The request: Would you set down every entry shown below, precisely as written?

Data in this exercise:
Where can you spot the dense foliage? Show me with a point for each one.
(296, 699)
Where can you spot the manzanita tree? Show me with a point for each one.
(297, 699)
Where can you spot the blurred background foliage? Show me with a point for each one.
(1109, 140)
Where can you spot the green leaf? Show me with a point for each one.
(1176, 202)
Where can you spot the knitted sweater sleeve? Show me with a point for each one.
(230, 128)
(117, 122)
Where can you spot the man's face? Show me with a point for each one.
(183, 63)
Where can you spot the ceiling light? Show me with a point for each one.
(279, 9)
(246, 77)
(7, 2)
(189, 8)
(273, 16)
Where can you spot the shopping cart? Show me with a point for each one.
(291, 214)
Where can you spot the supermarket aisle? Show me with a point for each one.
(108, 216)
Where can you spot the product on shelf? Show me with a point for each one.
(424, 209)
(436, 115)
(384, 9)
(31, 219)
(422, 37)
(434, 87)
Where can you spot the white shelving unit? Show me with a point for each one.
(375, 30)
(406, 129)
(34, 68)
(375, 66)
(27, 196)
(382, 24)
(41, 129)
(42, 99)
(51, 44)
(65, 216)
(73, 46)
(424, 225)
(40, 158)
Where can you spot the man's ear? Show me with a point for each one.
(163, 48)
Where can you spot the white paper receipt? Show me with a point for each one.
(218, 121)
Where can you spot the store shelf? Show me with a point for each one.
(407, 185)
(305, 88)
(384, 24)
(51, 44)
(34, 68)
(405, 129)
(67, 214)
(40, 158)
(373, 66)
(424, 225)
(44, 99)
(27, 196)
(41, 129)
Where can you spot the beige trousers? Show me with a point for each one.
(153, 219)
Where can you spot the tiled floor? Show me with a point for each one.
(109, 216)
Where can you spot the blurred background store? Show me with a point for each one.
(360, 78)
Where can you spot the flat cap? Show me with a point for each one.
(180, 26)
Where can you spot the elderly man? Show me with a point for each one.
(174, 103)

Full solution:
Where can you spot the dense foliage? Show me with a point for each one.
(296, 699)
Where can you spot the manzanita tree? Show me with a point for each one.
(297, 699)
Where can you spot the blurred background foliage? Show me with a point for each one.
(1109, 140)
Where can you spot the green leaf? Show me with a point for each one.
(1176, 202)
Where can you spot the knitted sweater sleeve? Show me with a point for each one.
(230, 128)
(117, 122)
Where can you spot the man's face? Show me with a point for each one.
(183, 63)
Where can you spot the ceiling light? Show me with a point for each one.
(279, 9)
(246, 77)
(7, 2)
(189, 8)
(273, 16)
Where can you spot the shopping cart? Show me with a point for each one.
(291, 214)
Where can you spot the supermarket aisle? Show me with a point for each one.
(108, 216)
Where can you spot the product on shelf? Show me with a point for each one.
(424, 209)
(436, 115)
(384, 9)
(31, 219)
(422, 37)
(434, 87)
Where can you spot the white shelving unit? Show me with a point for each one.
(375, 30)
(406, 129)
(34, 68)
(375, 66)
(27, 196)
(382, 24)
(41, 129)
(42, 99)
(51, 44)
(65, 216)
(73, 46)
(424, 225)
(40, 158)
Where can you spot the man's ear? Show me with a point for each one.
(163, 48)
Where can you spot the white paper receipt? Show me with a point for each one.
(218, 121)
Where can you spot the store shelf? Show me with a point for each one.
(407, 185)
(305, 88)
(384, 24)
(51, 44)
(34, 68)
(405, 129)
(67, 214)
(40, 158)
(373, 66)
(424, 225)
(44, 99)
(27, 196)
(41, 129)
Where can you spot the beige trousers? Show me with a point for each one.
(153, 219)
Where can you spot the tiled floor? Show me with a point for each one.
(109, 216)
Where can you spot the blurred background store? Show me with a point for each one.
(360, 78)
Where can you spot the flat cap? Show me with a point for each one.
(180, 26)
Where can you spot the elderly man? Show me with a point for each one.
(174, 103)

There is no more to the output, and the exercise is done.